Supplied information:

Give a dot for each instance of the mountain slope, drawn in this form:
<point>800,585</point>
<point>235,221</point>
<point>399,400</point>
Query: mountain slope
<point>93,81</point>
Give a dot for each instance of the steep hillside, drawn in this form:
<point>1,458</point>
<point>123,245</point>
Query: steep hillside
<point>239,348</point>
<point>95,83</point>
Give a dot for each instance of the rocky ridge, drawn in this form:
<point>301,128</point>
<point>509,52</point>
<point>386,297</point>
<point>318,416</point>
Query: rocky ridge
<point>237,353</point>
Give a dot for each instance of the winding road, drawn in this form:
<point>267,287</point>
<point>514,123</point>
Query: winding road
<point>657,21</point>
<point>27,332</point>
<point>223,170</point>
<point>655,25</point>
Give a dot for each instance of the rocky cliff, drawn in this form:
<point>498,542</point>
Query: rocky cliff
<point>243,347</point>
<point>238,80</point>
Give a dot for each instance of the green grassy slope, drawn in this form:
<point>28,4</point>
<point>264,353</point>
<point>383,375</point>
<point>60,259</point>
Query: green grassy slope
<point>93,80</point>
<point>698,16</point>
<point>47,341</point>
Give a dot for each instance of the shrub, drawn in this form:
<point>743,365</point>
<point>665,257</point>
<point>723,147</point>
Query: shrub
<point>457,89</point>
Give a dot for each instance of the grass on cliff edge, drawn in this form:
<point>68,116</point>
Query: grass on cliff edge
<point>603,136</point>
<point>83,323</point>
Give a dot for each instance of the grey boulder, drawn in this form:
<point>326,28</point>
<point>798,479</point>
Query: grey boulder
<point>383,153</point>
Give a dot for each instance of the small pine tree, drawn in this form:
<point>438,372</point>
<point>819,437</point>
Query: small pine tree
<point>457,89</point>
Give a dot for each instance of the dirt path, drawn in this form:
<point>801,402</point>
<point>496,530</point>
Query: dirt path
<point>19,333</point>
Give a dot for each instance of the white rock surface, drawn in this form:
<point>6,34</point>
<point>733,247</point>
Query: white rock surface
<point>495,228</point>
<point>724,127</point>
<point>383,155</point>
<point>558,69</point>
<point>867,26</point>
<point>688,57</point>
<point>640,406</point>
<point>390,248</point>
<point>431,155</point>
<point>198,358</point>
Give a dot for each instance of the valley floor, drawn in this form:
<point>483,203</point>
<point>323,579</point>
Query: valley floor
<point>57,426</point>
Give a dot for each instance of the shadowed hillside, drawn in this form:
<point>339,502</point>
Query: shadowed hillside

Exercise prompt: Reproduce the rows above without changes, starting with the line that contains "Give a dot for each instance of the shrub, drawn" and ending with the line that contains "<point>198,358</point>", both lines included.

Exercise answer:
Give a dot for each instance of the shrub, drawn in this form:
<point>743,365</point>
<point>665,257</point>
<point>723,147</point>
Query: shrub
<point>457,89</point>
Give a dot for each instance of the grass on cliff edge, drawn in this form:
<point>68,116</point>
Query: grass on cliff edge
<point>603,136</point>
<point>83,323</point>
Give a dot for each instance of the grey boulder, drawn in this form:
<point>326,28</point>
<point>798,479</point>
Query: grey boulder
<point>383,153</point>
Give a dot for each instance of the small pine tree, drawn in this form:
<point>438,372</point>
<point>819,437</point>
Query: small pine tree
<point>457,89</point>
Give a dot for each instance of the dirt path, drawn in this form:
<point>801,402</point>
<point>496,530</point>
Query: dirt path
<point>19,333</point>
Give a dot for each instance of the white rock surface, drawn in this form:
<point>6,34</point>
<point>733,247</point>
Query: white rock surface
<point>495,228</point>
<point>724,127</point>
<point>383,155</point>
<point>558,69</point>
<point>867,26</point>
<point>688,57</point>
<point>640,406</point>
<point>390,248</point>
<point>431,155</point>
<point>198,358</point>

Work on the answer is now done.